<<<<

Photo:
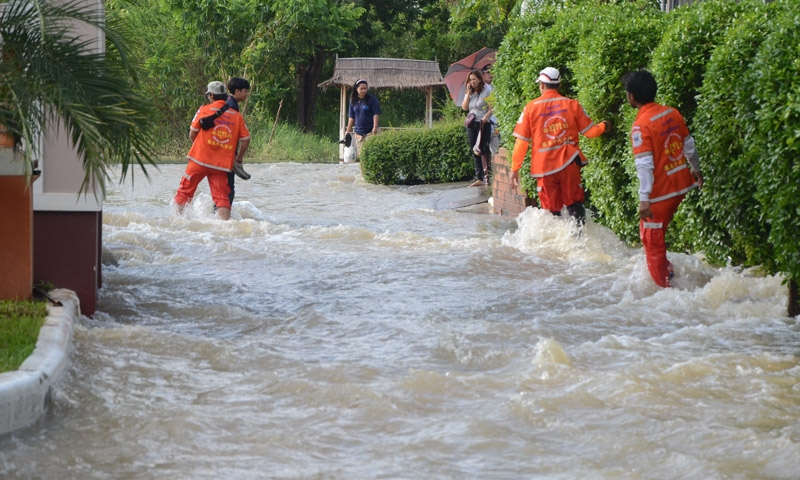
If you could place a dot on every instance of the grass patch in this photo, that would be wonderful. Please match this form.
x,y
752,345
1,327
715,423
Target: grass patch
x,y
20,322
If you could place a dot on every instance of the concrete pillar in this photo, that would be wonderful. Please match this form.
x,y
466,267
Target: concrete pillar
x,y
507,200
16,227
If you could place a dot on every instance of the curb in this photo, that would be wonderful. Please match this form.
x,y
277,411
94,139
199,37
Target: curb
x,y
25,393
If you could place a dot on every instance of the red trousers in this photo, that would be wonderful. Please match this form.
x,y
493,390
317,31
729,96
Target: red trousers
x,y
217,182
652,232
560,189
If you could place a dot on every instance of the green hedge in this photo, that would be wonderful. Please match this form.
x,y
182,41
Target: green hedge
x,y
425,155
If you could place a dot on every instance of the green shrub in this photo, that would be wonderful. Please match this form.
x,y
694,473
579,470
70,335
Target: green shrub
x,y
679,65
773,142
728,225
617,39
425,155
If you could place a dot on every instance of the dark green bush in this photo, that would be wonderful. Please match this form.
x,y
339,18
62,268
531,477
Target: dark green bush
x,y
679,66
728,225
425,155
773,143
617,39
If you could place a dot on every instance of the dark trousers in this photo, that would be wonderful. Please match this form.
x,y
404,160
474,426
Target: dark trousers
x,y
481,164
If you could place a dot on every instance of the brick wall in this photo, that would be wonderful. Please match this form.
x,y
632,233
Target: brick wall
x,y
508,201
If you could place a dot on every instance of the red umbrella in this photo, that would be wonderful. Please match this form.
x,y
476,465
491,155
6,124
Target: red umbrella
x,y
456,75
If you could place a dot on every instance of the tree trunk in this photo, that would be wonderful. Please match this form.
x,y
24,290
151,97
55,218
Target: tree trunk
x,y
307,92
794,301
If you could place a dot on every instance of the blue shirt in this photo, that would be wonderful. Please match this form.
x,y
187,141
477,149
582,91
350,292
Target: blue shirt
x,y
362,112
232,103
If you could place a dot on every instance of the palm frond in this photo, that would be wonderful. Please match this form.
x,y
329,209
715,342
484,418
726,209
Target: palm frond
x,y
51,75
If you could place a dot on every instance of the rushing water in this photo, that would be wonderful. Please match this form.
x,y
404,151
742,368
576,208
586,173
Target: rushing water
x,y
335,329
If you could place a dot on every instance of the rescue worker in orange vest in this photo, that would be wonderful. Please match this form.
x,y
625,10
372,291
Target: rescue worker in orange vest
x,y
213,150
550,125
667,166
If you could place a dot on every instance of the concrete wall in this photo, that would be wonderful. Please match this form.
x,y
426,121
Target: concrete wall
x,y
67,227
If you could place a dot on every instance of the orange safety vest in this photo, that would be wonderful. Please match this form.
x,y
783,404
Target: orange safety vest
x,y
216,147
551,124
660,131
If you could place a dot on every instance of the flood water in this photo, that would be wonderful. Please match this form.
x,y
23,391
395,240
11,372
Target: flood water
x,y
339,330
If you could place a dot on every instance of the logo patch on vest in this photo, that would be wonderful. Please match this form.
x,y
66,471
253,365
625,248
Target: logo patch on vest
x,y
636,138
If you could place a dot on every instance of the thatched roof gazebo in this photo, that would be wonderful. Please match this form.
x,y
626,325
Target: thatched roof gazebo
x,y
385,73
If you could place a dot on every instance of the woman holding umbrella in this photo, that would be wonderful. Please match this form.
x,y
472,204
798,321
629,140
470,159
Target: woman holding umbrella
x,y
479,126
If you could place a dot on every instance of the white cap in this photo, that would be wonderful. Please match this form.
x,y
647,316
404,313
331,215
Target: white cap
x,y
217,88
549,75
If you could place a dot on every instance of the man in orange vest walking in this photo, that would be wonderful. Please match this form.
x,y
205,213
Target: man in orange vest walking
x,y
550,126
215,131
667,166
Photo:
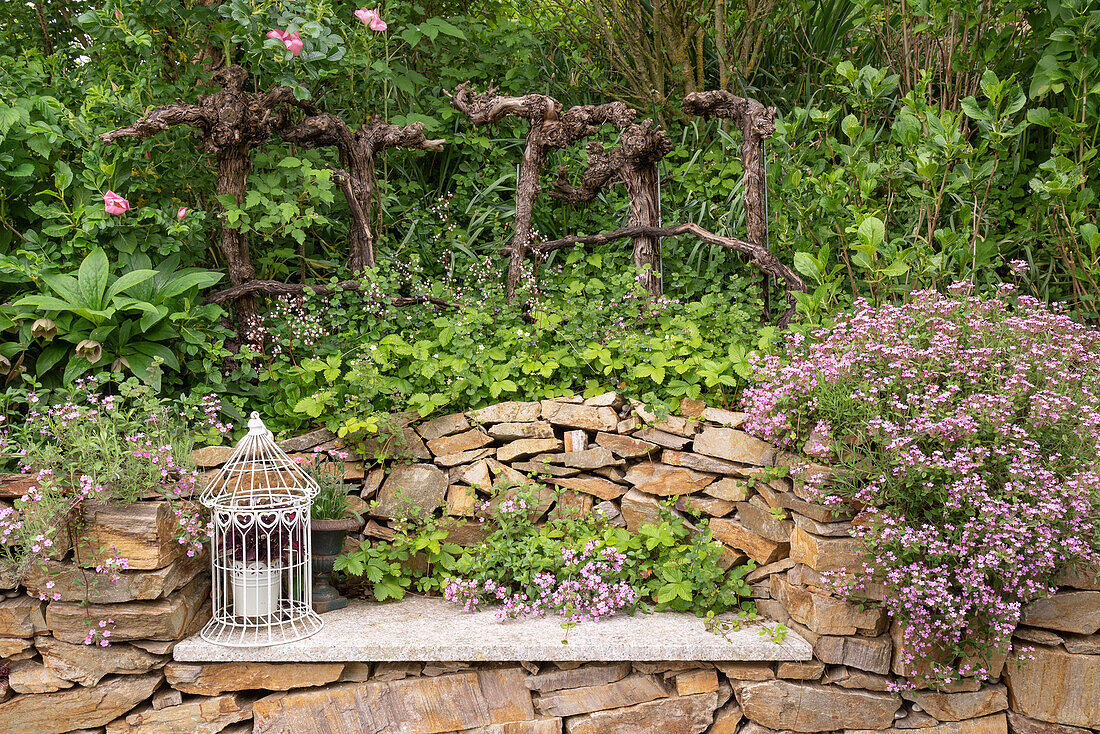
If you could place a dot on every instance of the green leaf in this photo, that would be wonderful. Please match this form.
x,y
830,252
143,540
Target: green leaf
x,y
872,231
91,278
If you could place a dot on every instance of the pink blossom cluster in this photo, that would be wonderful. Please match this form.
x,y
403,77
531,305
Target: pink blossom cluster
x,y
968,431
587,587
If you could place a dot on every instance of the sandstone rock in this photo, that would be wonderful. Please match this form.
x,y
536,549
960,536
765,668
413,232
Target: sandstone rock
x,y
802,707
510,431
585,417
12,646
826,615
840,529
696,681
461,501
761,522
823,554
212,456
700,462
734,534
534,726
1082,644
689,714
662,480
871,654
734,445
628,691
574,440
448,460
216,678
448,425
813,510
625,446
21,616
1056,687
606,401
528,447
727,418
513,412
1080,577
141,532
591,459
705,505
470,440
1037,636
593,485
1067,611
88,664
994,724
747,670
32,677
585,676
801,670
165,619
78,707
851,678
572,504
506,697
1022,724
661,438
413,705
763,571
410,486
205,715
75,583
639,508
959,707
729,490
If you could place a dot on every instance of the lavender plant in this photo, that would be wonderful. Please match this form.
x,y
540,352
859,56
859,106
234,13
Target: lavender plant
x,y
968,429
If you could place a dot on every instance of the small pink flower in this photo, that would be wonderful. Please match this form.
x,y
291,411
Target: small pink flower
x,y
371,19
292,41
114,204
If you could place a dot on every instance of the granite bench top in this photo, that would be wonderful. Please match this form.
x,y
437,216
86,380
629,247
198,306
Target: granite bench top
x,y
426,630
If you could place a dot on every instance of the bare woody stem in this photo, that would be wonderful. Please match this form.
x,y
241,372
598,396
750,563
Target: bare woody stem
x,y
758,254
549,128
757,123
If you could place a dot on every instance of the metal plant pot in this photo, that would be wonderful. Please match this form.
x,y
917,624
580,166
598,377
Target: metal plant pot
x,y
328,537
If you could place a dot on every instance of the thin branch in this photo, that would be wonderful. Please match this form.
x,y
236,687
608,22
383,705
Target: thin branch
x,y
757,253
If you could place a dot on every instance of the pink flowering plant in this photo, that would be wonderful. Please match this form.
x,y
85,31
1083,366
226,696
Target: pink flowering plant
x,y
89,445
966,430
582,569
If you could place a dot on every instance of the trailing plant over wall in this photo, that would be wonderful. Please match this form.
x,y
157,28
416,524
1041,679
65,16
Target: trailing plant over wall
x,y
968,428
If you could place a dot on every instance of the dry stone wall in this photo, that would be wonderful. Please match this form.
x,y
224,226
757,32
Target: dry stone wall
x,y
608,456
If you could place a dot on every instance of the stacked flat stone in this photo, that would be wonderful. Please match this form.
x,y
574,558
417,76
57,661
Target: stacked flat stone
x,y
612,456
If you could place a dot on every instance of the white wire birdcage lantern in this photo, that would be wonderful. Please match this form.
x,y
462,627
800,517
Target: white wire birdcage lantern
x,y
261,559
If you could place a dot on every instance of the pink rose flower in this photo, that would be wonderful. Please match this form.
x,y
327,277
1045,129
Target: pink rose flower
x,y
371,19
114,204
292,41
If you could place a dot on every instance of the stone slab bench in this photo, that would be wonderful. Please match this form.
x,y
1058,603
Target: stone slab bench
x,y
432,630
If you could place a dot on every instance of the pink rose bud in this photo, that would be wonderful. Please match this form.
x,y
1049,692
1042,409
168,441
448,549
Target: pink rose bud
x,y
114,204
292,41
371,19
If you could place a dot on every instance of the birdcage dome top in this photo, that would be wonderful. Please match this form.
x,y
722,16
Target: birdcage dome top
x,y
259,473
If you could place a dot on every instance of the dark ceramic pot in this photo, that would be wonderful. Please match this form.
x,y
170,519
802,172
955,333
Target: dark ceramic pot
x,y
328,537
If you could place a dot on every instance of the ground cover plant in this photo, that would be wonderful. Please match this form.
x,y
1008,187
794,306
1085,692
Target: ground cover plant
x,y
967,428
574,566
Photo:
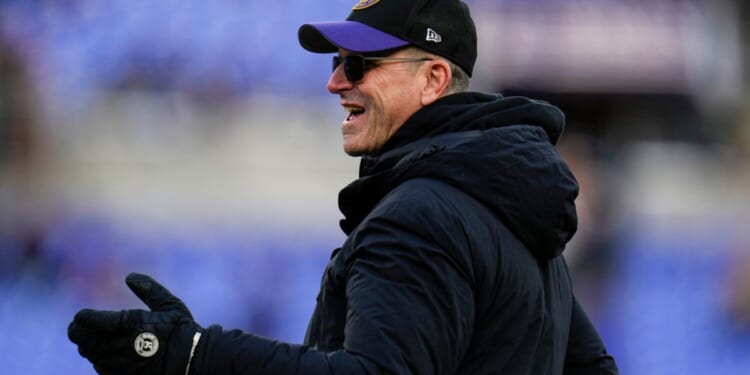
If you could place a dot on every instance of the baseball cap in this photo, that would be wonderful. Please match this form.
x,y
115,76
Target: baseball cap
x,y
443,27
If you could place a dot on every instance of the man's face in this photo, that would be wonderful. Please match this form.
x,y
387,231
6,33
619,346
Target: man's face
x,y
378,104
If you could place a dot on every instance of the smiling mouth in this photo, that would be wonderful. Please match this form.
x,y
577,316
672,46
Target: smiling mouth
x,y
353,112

>>>>

▸ Prompt:
Without the pictures, retype exactly the lines from the one that holds "rose bud in" to the last line of the data above, both of them included.

▸ Solution below:
If you could place a dot on every instance of the pink rose bud in this photo, that would be wonderful. Please match this form.
x,y
1049,692
1042,409
168,441
448,549
Target: pink rose bud
x,y
114,204
292,41
371,19
If you could place a dot on every instance of the birdcage dome top in this photo, that would be wonderful. Please match this form.
x,y
722,16
Target: birdcage dome top
x,y
259,473
If you could place a dot on every instance of the dark ceramic pot in this photo, that would be wonderful. Please match this form.
x,y
170,519
802,172
955,333
Target: dark ceramic pot
x,y
328,537
If you could place a dot on every instance of the ground cover plant in this photo, that would be wonderful. Please match this form.
x,y
1008,187
794,306
1085,692
Target: ground cover plant
x,y
967,428
574,566
Photo:
If you could place a dot on every instance of the baseball cap in this photo, that would be wonderful. Please match this form.
x,y
115,76
Target: baseball cap
x,y
443,27
If you could place a dot on every instance of the man's face in this photo, that would be wonderful. Please match this form.
x,y
387,231
6,33
619,346
Target: man's face
x,y
378,104
If you could place a dot on every instance of the smiling mouth in this photo, that would be wonderful. Please match this form.
x,y
577,316
672,46
Target: smiling mouth
x,y
353,112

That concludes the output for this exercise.